===== FRAGMENTO CITADO =====

Jon Otermin
@jonmaya10

Todo transcurría con relativa normalidad. El ambiente era el esperado en la capital del mundo. Por fin, La Meca del pugilismo: el Madison Square Garden. Amaba su tierra, pero cruzar el charco era un paso que sabía que estaba obligado a dar. Le hubiese gustado desvirgar su periplo estadounidense con un rival de mayor calibre, si bien las circunstancias así lo habían querido.

Tras dos rounds de tanteo, pudo probar la velocidad de manos aquel rechoncho mexicano. No lo hacía tan mal, de modo que tendría que meter una marcha más. Los problemas extradeportivos de Miller habían obligado a retrasar la pelea más de lo requerido, por lo que Anthony notaba más que nunca sus ansias de victoria, fuese quien fuese el adversario. Muchos meses sin acción en sus manos, con un último combate que se remontaba a septiembre, cuando noqueó al veterano Povetkin. Big Baby lo había jodido todo. No tenía esperanzas de que sobreviviese a doce asaltos de máximo nivel, pero con gusto hubiese cerrado la boca a aquel cantamañanas.

Sea como fuere, no había aterrizado en Nueva York para hacer amigos. Joshua aparcó a un lado su timidez de los primeros compases para entrar en corto. Primera combinación limpia de todo el combate, y primer knockdown. Un gancho de izquierda del gigante inglés derribó a Andy Ruiz, aspirante accidental, por primera vez en su carrera. El azteca, muy por detrás en las apuestas previas al combate, miraba desde la lona como si pidiese clemencia; sin embargo, el retador logró superar la cuenta sin demasiados apuros.

La cena estaba servida. Existen pocos finalizadores como Anthony Joshua en el panorama pugilístico. Y el de Watford había olido la sangre. Alentado por el fervor del público, se dispuso a acabar el pleito. No hacía falta alargarlo más si quería descansar y ponerse a pensar en una unificación con Deontay Wilder. Expectante, midió un par de veces la distancia antes de lanzar una derecha que pocos hubiesen soportado. Frente a él, Ruiz no había perdido la compostura pese al tremendo recto. Tendría que dar algo más de sí. “¿Cómo había aguantado aquel golpe?”.

Los aficionados palparon la tensión del momento, sabedores de que el espectáculo podía concluir en cualquier instante, con Goliat imponiéndose a David en un resultado más que esperado. En el centro del ring, ambos hombres se funden en un cruce de golpes al aire. De repente, ante el tremendo ímpetu ofensivo de Joshua, una mano se cuela e impacta de lleno sobre la cabeza del británico. Algo no va bien. Ruiz se percata de que ha dañado a su rival y lanza varios golpes más. No hace falta que sean certeros. Joshua cae a la lona.

===== DATOS DE ORIGEN =====

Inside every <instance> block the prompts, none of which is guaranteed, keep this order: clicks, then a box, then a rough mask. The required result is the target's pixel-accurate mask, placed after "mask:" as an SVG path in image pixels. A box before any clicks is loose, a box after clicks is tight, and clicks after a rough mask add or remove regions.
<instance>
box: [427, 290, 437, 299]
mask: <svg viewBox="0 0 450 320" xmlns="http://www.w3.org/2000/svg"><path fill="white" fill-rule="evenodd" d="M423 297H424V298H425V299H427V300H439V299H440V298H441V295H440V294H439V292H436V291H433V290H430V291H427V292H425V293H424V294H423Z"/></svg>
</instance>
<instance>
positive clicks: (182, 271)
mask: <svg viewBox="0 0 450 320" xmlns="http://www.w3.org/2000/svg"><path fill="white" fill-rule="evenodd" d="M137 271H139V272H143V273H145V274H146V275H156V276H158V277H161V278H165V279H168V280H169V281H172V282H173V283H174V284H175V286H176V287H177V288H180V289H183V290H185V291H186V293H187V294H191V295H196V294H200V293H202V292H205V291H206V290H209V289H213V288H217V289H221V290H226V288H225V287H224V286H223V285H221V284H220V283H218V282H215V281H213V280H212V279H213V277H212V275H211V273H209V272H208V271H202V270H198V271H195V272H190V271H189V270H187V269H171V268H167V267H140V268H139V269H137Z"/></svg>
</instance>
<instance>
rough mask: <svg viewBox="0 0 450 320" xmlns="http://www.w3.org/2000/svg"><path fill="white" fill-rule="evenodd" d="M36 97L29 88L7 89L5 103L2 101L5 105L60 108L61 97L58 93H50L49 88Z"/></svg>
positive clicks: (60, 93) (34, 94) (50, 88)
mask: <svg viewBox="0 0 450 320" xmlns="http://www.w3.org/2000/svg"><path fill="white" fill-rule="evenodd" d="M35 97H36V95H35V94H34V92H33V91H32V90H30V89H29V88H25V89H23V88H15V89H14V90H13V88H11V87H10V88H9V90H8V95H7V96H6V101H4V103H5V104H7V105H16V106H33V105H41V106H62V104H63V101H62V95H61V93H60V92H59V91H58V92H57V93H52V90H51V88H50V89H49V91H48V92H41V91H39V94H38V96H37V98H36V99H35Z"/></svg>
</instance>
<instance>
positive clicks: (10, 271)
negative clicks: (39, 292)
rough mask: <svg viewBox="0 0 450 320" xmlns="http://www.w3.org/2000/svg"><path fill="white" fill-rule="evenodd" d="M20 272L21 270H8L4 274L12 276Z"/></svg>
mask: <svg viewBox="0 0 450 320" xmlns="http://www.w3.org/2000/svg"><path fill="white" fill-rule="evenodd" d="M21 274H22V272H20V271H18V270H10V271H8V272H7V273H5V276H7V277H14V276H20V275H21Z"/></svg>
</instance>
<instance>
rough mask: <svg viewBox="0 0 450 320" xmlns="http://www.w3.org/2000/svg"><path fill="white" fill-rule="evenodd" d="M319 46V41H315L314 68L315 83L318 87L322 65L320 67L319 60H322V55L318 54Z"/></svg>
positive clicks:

=====

### EJERCICIOS
a – Según el fragmento sobre el combate, ¿con qué golpe derribó Joshua a Andy Ruiz por primera vez?
b – Transcribe sin cambios la parte del fragmento que empieza con las palabras "Sea como fuere, no" y termina con "sin demasiados apuros.".

### SOLUCIONES
a – Con un gancho de izquierda.

b –
Sea como fuere, no había aterrizado en Nueva York para hacer amigos. Joshua aparcó a un lado su timidez de los primeros compases para entrar en corto. Primera combinación limpia de todo el combate, y primer knockdown. Un gancho de izquierda del gigante inglés derribó a Andy Ruiz, aspirante accidental, por primera vez en su carrera. El azteca, muy por detrás en las apuestas previas al combate, miraba desde la lona como si pidiese clemencia; sin embargo, el retador logró superar la cuenta sin demasiados apuros.